- Given instruction -
Copy out the lines unchanged, beginning with the one containing "An instance of the vertical" and continuing through the one containing "[[[55,145],[72,149],[73,73],[51,75],[53,125],[50,140]]]", both included.

● ● ● ●

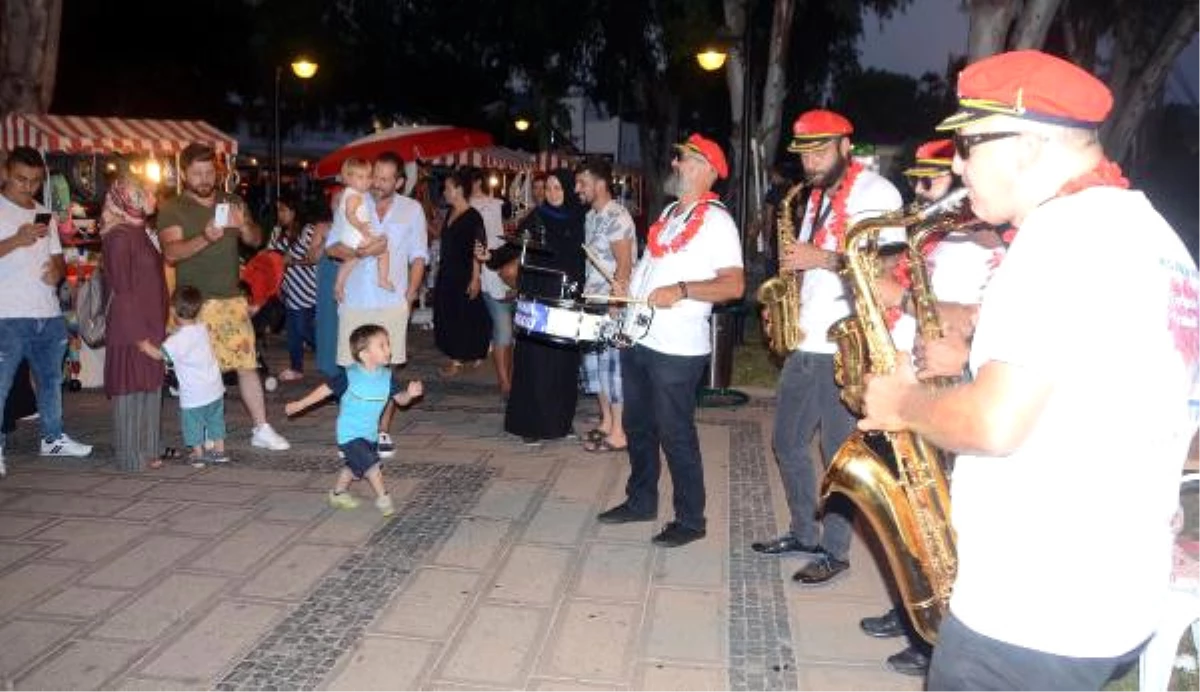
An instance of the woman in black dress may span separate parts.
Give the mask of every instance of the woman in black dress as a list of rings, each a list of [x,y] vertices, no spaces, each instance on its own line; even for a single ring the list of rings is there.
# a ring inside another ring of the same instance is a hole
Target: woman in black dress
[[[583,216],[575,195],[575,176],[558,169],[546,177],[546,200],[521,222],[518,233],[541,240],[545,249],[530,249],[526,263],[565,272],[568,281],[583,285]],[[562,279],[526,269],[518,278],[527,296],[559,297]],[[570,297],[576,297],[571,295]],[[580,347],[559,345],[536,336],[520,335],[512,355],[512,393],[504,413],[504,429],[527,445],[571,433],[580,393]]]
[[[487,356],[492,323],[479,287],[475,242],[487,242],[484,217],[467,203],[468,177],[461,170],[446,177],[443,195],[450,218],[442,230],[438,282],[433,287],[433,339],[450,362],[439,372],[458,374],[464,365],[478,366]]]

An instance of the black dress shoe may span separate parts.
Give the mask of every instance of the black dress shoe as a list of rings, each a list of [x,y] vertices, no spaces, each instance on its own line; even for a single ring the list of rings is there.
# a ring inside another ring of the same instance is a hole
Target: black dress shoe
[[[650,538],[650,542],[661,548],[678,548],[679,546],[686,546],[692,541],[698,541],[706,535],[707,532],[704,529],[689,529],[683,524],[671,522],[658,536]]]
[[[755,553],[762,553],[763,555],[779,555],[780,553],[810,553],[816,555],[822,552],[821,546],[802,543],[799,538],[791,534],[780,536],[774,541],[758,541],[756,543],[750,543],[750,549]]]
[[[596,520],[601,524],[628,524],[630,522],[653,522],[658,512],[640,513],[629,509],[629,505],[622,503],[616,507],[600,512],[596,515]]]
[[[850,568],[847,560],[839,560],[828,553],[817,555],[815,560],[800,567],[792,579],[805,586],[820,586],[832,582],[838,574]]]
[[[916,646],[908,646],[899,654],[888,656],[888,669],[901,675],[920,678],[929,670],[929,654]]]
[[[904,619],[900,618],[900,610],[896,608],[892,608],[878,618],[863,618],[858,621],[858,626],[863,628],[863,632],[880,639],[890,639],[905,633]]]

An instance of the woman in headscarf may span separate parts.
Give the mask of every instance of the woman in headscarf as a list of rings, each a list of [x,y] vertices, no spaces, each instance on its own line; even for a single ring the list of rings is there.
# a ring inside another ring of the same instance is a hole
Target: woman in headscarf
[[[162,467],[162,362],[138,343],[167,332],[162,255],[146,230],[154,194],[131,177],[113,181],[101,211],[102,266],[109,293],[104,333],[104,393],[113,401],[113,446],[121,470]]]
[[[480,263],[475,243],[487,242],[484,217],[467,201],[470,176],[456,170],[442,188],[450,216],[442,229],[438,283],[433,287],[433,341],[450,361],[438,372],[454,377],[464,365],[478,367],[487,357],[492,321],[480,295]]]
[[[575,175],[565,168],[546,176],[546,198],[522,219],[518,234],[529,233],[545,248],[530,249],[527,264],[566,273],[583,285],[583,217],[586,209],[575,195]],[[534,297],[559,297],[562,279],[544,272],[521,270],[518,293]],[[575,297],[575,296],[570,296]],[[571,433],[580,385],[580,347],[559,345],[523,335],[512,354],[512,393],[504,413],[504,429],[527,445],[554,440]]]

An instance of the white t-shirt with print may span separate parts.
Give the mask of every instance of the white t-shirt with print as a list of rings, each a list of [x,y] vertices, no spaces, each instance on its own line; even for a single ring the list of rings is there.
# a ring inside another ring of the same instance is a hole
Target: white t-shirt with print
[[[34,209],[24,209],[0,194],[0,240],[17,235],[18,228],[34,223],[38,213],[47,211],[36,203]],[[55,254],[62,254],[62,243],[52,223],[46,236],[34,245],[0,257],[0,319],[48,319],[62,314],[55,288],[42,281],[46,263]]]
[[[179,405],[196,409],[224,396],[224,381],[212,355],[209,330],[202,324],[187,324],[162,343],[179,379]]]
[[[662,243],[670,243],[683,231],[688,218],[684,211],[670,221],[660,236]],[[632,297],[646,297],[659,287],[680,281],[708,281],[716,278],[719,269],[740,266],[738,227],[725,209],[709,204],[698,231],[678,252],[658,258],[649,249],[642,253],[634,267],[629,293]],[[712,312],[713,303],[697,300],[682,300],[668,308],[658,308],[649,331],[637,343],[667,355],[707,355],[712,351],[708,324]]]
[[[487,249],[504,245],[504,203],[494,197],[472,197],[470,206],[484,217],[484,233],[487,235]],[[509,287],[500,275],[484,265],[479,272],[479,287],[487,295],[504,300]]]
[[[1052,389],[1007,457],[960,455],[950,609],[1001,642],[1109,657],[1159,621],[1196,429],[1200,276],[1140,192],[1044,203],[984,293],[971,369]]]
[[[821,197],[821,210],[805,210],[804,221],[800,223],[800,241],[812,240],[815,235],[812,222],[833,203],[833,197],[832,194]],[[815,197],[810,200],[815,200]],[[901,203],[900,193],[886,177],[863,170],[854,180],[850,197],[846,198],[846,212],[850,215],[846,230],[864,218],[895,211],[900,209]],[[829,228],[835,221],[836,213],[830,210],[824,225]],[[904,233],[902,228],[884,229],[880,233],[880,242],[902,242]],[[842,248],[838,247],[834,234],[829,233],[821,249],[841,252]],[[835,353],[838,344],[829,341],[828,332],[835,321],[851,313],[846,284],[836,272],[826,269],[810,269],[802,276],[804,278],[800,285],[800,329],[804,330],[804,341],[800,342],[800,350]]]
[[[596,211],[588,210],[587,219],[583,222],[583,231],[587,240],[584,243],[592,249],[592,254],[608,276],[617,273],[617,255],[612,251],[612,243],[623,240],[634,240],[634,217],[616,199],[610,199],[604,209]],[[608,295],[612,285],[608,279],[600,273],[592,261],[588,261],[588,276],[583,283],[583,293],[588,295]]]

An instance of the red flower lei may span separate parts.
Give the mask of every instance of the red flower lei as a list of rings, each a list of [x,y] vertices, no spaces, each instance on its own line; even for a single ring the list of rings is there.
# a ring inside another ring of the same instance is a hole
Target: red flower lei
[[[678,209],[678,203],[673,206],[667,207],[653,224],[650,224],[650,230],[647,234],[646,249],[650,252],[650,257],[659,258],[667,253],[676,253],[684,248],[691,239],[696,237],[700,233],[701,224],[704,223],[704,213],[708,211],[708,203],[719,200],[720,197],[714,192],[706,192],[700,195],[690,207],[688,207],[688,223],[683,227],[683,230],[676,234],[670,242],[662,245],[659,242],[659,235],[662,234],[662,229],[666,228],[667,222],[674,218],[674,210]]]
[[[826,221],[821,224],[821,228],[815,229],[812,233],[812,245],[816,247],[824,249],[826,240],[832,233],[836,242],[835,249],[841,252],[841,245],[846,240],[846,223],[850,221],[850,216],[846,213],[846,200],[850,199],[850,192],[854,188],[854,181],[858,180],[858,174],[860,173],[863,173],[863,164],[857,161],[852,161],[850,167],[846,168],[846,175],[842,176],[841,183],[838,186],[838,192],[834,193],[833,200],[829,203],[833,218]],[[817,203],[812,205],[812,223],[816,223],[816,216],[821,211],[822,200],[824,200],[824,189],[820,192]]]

● ● ● ●

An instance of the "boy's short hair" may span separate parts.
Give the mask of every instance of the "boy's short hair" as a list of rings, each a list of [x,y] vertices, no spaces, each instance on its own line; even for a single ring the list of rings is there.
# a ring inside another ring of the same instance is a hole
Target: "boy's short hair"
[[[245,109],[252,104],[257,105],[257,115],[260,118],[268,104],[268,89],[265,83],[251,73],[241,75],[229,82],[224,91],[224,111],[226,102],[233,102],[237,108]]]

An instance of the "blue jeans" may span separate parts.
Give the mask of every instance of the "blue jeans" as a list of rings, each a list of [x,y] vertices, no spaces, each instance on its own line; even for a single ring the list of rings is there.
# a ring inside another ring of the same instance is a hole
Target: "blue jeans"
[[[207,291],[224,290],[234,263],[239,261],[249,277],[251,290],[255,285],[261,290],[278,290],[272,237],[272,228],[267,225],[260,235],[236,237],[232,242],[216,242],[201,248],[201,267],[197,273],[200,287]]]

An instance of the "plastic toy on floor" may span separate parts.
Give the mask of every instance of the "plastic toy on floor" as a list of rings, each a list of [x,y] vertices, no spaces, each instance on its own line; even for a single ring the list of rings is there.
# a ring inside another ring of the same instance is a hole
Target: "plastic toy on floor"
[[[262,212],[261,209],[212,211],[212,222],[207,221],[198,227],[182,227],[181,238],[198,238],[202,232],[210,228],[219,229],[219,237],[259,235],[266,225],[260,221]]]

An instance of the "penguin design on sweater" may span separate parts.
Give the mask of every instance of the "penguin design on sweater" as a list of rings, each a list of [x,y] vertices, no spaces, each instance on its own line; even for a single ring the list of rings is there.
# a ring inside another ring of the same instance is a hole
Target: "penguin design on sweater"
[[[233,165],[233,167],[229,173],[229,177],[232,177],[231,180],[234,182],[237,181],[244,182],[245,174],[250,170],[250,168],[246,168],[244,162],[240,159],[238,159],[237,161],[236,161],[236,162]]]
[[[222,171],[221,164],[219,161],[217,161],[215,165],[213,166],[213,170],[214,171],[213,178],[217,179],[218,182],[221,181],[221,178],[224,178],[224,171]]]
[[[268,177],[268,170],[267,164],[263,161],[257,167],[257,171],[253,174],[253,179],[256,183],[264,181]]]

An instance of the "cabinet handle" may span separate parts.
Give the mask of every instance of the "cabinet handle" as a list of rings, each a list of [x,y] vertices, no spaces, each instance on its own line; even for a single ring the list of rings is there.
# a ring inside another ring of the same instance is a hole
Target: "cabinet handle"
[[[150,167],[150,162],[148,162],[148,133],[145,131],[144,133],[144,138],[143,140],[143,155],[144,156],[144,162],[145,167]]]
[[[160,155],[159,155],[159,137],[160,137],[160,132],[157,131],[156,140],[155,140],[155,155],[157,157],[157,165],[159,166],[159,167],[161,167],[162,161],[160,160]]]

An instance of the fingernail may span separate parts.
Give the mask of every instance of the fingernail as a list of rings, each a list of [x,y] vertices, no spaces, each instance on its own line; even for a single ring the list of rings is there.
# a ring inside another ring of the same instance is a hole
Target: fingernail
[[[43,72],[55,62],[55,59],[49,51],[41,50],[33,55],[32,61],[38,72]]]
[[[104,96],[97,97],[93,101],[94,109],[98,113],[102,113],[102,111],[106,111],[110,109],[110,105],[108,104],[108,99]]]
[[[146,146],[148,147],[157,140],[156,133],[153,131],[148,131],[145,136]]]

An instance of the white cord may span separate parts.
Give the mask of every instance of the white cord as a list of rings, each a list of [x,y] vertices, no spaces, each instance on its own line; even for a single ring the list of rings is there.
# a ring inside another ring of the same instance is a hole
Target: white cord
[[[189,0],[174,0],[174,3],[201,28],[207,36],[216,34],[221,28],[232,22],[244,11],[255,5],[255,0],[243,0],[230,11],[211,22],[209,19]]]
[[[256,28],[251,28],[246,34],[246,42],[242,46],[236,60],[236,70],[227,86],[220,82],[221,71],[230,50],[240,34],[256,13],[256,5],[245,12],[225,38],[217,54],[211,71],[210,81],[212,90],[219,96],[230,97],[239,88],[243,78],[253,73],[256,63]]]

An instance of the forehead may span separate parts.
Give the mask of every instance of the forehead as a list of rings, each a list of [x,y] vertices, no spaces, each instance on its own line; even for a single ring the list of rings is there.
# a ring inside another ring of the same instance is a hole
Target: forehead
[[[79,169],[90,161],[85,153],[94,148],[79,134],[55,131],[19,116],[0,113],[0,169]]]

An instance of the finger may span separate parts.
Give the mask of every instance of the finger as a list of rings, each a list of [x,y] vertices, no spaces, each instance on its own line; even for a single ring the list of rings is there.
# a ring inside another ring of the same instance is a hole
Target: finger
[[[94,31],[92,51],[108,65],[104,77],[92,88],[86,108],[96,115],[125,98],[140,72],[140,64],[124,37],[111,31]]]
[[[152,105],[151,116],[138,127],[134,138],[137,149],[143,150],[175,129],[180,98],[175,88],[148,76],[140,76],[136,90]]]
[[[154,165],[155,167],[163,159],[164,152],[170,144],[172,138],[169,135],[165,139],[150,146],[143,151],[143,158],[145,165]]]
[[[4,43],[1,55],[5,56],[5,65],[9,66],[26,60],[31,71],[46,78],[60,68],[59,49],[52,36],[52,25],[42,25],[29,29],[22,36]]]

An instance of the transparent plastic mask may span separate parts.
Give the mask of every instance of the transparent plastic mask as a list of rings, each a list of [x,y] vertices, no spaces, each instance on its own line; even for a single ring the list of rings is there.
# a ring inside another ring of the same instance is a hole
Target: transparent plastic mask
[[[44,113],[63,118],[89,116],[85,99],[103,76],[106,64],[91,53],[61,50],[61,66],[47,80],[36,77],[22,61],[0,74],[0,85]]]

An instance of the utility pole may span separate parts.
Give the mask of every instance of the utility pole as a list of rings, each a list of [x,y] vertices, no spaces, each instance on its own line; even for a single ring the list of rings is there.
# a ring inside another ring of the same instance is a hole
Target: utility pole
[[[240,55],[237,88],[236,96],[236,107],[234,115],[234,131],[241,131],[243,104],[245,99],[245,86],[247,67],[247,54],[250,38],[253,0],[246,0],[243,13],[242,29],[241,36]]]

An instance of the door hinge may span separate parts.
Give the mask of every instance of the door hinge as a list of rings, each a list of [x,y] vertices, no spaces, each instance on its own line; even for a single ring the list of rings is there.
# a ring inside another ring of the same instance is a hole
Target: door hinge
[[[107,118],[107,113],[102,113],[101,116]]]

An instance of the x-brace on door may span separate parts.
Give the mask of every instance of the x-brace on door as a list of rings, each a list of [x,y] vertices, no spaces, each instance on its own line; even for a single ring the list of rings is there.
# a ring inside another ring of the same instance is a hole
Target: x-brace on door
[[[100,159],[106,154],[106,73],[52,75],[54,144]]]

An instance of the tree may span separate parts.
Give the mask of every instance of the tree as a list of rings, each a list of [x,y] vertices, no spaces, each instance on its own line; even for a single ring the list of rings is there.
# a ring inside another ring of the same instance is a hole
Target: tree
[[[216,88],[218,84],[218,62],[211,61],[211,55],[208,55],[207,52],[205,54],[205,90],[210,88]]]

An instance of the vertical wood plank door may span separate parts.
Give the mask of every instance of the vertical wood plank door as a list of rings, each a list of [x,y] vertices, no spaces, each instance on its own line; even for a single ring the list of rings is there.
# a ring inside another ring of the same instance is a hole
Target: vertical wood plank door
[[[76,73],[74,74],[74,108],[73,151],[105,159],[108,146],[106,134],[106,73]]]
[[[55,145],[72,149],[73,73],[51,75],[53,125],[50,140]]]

● ● ● ●

- Response to this exercise -
An instance of the vertical wood plank door may span separate parts.
Give the mask of every instance of the vertical wood plank door as a list of rings, each a list of [x,y] vertices, no spaces, each instance on its own line; even for a single ring the list of rings is there.
# a ring inside another ring of the same instance is a hole
Target: vertical wood plank door
[[[76,73],[74,74],[74,108],[73,151],[105,159],[108,146],[106,134],[106,73]]]
[[[55,145],[72,149],[73,73],[51,75],[53,125],[50,140]]]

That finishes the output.